→ **What to work on**
In the material below, repeat only the lines from the one that holds "of the sports" through the final line, exactly as they stand.

→ **Extracted entries**
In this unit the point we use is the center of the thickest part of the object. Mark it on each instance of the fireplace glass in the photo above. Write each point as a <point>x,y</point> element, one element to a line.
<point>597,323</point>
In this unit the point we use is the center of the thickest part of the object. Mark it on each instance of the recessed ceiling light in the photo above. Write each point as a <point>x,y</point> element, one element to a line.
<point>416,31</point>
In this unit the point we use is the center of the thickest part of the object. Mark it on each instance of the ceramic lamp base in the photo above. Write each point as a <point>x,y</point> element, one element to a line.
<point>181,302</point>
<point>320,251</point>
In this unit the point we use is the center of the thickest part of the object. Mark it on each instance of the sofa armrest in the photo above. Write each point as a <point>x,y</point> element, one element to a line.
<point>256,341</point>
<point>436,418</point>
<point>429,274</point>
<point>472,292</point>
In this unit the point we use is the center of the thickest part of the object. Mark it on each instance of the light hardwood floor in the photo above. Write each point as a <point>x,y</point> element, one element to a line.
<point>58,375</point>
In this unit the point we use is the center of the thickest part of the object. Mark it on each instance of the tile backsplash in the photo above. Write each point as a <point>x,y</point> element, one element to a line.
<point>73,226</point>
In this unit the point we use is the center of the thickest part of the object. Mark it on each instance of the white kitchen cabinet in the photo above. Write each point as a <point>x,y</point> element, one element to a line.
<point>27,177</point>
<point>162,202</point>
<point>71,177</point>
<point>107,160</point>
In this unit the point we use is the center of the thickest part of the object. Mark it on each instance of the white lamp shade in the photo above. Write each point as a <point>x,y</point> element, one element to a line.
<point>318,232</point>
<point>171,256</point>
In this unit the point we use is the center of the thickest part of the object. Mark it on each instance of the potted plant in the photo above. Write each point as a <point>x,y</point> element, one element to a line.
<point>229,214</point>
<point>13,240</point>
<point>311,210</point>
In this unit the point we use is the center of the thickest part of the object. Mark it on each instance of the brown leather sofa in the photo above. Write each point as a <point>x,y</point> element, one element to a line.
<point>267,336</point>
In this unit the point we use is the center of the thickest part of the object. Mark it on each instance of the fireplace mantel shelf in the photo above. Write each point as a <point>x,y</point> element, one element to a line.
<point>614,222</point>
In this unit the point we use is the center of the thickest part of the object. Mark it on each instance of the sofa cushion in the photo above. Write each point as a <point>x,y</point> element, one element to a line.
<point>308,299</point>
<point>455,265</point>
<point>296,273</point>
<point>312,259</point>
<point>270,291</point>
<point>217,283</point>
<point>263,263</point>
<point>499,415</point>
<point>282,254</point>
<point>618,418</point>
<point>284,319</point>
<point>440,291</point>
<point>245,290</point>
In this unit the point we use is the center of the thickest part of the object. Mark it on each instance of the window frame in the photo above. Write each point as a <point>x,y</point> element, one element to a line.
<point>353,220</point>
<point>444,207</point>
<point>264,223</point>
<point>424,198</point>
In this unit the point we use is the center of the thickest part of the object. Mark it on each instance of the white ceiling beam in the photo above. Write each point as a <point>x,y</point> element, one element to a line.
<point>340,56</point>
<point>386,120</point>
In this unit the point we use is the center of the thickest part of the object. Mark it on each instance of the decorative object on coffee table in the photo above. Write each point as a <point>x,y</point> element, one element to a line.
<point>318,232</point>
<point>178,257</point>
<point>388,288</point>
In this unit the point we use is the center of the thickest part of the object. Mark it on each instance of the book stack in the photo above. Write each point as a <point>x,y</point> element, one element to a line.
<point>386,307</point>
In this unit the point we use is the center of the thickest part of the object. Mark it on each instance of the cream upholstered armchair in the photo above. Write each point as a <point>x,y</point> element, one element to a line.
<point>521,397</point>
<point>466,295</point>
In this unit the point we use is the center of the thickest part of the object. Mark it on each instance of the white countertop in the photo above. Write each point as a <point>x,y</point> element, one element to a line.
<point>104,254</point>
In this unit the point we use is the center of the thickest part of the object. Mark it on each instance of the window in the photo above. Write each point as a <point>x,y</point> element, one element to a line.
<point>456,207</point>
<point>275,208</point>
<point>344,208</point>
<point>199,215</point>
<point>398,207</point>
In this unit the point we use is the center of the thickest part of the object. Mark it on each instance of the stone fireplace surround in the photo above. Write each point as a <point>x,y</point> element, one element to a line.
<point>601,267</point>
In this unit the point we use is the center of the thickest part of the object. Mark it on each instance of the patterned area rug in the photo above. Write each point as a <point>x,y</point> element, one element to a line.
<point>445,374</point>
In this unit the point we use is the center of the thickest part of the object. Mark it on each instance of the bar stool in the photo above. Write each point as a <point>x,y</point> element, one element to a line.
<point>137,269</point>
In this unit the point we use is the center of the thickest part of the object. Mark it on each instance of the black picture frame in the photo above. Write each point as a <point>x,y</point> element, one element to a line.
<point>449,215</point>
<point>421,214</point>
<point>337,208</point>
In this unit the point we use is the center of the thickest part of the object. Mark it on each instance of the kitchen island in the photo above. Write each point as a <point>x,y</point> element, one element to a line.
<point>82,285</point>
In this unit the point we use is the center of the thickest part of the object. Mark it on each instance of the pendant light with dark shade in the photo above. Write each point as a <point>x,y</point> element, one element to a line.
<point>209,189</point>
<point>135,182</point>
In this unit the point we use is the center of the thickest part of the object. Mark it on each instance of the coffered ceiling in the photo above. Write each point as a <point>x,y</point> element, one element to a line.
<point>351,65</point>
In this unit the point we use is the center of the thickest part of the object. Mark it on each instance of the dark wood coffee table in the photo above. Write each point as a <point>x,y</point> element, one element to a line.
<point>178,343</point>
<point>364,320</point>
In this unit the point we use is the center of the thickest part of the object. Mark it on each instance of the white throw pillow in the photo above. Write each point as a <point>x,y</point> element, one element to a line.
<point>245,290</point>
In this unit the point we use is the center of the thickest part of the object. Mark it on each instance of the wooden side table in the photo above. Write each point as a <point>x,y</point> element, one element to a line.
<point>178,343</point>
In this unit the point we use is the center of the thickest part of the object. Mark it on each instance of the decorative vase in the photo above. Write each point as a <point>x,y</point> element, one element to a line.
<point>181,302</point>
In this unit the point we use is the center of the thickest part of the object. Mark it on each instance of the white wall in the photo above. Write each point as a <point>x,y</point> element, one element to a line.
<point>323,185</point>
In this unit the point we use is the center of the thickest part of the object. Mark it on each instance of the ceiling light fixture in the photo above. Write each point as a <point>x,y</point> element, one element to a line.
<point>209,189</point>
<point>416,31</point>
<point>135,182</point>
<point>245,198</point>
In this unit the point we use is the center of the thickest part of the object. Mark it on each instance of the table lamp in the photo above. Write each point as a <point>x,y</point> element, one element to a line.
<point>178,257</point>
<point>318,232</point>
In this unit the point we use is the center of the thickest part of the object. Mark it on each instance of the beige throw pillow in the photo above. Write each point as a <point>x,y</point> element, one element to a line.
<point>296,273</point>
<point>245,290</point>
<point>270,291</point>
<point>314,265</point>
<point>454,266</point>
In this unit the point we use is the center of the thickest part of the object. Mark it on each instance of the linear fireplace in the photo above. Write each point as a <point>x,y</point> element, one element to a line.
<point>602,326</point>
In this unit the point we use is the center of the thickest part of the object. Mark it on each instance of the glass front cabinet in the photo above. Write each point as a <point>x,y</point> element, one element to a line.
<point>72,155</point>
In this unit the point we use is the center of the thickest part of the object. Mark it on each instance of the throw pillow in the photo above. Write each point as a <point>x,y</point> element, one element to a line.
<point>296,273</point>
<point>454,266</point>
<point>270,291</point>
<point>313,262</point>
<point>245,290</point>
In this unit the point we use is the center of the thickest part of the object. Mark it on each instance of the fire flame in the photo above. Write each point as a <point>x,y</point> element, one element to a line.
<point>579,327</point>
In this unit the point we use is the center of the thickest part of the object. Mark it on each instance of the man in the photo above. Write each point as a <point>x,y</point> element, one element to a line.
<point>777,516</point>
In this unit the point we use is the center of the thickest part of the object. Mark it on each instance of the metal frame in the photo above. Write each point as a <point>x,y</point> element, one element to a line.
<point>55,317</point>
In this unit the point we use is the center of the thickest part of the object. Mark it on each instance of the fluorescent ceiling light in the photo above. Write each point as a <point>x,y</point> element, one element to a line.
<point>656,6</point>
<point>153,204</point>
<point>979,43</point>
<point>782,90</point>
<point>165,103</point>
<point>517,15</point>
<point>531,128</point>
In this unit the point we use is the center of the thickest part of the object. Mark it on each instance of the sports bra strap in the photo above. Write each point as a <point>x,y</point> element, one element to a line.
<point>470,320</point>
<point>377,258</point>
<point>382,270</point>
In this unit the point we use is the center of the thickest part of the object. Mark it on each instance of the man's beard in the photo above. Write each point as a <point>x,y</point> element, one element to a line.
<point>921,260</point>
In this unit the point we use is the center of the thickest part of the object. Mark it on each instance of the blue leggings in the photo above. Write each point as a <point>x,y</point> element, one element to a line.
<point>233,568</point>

→ **Reply**
In this unit the point we use is the center of the thickest part of the object. Mark it on each instance of the sports bra strap in the photo above. Write each point as a <point>x,y</point> element, one element to a line.
<point>470,320</point>
<point>377,258</point>
<point>382,270</point>
In this unit the point we use is the center of the thickest part of the object. Mark it on each instance of the man's beard in the photo above. Write each point as a <point>x,y</point> element, one element to a line.
<point>921,260</point>
In this unit the point we use is the center of the thickest part of the object. Mark it on each instance of the blue leggings in the photo above. Write each point as a <point>x,y</point> element, one element to a line.
<point>233,568</point>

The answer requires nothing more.